◆ **Extract to read**:
###

Physics-based earthquake-tsunami modelling of the Húsavík-Flatey transform fault zone in North Iceland

The ~100 km long Húsavík Flatey Fault Zone (HFFZ) in North Iceland is the largest linear transform fault zone in Iceland composed of multiple fault segments that localise both strike-slip and normal movements, agreeing with a transtensional deformation pattern (Garcia and Dhont, 2005). With maximum seismogenic potential larger than Mw 7 and located primarily offshore, the HFFZ subjects several nearby coastal communities to potentially significant tsunami hazard from strong earthquake occurrence on the HFFZ. Namely, tsunami hazard assessment of submarine strike-slip fault systems in transtensional tectonic settings worldwide has received increased attention since the unexpected and devastating local tsunami in the Palu Bay following the 2018 Mw 7.5 Sulawesi earthquake in Indonesia.

Our goal is to carry out a physics-based assessment of the tsunami potential of the HFFZ using both a one-way linked dynamic earthquake rupture and shallow water equations tsunami workflow (Madden et al., 2021) as well as a fully-coupled elastic-acoustic earthquake-tsunami simulation (Krenz et al., SC 2021). We start by simulating physics-based dynamic rupture models with varying hypocenter locations with SeisSol (https://github.com/SeisSol/SeisSol), a scientific open-source software for 3D dynamic earthquake rupture simulation (www.seissol.org). SeisSol, a flagship code of the ChEESE project (https://cheese-coe.eu) and part of the project TEAR (https://www.tear-erc.eu), enables us to explore newly inferred simple and complex fault geometries that have been compiled and proposed in the ChEESE project by using unstructured tetrahedral meshes. The linked workflow uses the time-dependent seafloor displacement output from SeisSol to initialise bathymetry perturbations within sam(oa)²-flash. The dynamically adaptive, parallel software sam(oa)²-flash (https://gitlab.lrz.de/samoa/samoa) solves the hydrostatic shallow water equations (Meister, 2016). Here we consider the contribution of the horizontal ground deformation of realistic bathymetry to the vertical displacement following Tanioka and Satake (1996). Our second approach is based on the recent development of SeisSol which allows us to include a water layer in the earthquake-tsunami simulation to account for fully-coupled 3D elastic, acoustic and tsunami wave generation and propagation simultaneously.

###

◆ **Recorded information**:
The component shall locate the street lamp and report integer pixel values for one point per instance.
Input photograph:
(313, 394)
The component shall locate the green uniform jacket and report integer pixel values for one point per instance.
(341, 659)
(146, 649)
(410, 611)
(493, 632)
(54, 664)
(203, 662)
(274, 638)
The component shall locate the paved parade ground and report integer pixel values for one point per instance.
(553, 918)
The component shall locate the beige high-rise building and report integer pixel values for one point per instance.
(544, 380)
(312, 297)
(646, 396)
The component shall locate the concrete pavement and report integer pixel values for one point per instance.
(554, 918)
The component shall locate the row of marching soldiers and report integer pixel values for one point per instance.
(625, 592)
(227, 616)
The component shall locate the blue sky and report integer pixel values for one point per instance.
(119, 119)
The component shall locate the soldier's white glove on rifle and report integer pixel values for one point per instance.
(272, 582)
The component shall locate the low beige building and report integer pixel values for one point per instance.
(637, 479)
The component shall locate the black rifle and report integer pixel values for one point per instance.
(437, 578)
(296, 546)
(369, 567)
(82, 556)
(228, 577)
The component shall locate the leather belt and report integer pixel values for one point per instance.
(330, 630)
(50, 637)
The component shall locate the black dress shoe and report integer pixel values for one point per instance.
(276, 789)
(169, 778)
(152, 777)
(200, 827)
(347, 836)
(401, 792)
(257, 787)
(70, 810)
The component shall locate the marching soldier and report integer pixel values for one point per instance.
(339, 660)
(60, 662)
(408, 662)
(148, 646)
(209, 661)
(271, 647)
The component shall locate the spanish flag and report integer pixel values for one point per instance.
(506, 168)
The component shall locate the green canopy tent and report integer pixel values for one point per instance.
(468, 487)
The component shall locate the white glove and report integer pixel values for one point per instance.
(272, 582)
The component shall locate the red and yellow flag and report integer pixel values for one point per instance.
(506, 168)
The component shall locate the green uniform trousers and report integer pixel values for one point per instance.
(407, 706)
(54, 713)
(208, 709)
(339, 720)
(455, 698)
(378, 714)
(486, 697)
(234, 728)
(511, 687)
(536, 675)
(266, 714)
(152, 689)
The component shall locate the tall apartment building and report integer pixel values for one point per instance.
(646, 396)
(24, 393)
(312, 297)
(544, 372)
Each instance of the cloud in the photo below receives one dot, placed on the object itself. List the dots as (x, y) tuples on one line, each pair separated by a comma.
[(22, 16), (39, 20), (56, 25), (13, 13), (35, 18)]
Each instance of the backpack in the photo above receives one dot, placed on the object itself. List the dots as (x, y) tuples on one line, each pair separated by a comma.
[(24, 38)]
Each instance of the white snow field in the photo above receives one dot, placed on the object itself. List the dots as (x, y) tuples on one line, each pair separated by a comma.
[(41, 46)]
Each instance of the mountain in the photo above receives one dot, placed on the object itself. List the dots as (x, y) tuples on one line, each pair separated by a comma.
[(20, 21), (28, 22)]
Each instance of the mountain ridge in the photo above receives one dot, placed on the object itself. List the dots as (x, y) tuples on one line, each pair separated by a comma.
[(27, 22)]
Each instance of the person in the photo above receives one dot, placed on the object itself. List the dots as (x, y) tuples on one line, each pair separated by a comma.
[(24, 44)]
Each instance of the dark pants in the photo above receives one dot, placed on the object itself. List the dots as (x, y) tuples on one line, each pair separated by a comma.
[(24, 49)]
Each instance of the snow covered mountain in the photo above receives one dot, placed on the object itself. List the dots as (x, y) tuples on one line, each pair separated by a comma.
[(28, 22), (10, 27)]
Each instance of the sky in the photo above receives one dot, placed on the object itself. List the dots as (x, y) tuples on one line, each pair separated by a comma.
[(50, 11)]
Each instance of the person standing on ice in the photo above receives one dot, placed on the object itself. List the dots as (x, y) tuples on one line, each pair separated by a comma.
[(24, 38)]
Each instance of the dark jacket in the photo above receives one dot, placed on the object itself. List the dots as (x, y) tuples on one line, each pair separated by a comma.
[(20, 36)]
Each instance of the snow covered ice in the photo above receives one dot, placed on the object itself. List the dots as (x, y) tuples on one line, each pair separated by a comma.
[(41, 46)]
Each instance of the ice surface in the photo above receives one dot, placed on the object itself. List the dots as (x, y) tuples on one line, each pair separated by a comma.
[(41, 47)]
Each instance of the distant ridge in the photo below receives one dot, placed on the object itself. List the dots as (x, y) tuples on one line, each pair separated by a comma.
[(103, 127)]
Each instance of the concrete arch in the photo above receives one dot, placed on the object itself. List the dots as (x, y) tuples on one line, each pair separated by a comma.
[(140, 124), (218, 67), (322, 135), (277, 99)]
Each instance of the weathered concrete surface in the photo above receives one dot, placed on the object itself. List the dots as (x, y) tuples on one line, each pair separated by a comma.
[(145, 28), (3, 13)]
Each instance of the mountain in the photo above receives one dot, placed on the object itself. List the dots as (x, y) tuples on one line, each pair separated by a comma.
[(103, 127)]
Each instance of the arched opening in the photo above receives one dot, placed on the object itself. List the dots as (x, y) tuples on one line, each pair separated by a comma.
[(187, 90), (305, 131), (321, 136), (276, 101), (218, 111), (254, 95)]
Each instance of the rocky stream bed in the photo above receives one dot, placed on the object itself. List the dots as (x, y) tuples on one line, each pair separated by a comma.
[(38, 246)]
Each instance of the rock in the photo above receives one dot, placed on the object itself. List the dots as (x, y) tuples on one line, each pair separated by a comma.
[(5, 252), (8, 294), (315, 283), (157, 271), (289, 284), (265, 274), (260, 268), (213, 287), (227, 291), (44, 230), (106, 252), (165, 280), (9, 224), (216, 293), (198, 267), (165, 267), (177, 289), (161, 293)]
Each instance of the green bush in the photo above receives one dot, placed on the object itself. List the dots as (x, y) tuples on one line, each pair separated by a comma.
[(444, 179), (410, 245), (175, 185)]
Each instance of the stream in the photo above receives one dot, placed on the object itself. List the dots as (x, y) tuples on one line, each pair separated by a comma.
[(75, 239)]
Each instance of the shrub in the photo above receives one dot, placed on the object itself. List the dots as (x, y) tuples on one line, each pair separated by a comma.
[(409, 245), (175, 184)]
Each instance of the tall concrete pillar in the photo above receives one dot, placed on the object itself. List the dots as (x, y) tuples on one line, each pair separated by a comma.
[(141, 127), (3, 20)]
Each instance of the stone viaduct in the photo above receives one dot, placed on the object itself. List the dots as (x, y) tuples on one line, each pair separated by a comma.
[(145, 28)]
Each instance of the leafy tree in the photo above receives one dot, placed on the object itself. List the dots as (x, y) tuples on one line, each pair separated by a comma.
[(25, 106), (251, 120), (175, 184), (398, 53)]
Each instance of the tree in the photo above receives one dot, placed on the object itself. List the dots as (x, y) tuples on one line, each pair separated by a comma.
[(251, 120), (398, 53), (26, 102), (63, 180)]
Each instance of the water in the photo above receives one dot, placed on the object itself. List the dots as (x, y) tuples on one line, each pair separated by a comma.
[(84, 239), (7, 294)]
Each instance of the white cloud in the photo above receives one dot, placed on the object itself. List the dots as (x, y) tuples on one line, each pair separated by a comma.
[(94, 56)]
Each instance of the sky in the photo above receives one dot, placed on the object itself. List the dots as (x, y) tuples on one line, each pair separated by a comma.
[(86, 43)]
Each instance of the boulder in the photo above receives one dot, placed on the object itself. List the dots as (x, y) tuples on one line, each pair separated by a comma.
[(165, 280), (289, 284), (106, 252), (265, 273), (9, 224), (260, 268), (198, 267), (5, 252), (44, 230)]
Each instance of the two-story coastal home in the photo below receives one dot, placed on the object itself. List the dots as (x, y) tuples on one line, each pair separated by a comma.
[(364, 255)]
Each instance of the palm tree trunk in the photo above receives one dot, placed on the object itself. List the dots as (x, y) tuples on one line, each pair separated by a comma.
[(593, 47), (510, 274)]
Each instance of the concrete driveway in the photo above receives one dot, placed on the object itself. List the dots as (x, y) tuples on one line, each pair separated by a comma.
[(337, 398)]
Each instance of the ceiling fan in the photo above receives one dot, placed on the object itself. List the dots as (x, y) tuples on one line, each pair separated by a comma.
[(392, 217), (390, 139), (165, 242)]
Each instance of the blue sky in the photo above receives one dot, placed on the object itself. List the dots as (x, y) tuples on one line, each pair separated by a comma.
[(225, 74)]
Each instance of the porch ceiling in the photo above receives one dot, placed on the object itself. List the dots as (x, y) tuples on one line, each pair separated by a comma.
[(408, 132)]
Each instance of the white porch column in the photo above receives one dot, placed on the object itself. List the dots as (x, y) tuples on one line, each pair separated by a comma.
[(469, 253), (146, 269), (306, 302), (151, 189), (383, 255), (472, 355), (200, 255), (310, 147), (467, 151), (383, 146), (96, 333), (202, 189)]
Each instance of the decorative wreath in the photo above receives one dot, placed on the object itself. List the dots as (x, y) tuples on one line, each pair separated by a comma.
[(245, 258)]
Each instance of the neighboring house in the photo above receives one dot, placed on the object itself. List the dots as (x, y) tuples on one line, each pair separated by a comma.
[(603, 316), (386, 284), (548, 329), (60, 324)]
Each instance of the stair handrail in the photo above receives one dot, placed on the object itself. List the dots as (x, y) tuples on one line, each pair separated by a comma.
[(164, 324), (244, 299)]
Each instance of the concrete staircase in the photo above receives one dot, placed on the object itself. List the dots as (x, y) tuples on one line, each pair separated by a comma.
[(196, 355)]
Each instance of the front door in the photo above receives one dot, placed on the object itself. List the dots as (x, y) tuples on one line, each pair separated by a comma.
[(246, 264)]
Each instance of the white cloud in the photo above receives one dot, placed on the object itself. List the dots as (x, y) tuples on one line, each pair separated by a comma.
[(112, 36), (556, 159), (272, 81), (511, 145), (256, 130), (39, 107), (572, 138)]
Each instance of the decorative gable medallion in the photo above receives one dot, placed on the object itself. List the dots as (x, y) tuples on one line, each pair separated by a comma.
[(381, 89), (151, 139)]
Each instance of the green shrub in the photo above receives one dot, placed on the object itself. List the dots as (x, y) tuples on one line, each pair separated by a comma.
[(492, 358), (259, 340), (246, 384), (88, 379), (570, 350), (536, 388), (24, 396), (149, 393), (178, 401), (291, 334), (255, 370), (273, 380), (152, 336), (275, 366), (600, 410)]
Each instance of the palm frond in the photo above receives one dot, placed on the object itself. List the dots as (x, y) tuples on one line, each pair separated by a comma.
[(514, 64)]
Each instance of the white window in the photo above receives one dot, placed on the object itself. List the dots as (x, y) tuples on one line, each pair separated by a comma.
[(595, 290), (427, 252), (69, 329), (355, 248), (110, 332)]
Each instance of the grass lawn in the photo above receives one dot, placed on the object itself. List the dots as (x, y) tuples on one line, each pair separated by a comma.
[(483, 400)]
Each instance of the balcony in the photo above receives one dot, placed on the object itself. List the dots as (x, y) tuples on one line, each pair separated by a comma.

###

◆ **Directions**:
In the text on tsunami modeling of the Húsavík-Flatey fault zone, which equations does the software sam(oa)²-flash solve?

◆ **Response box**:
The hydrostatic shallow water equations.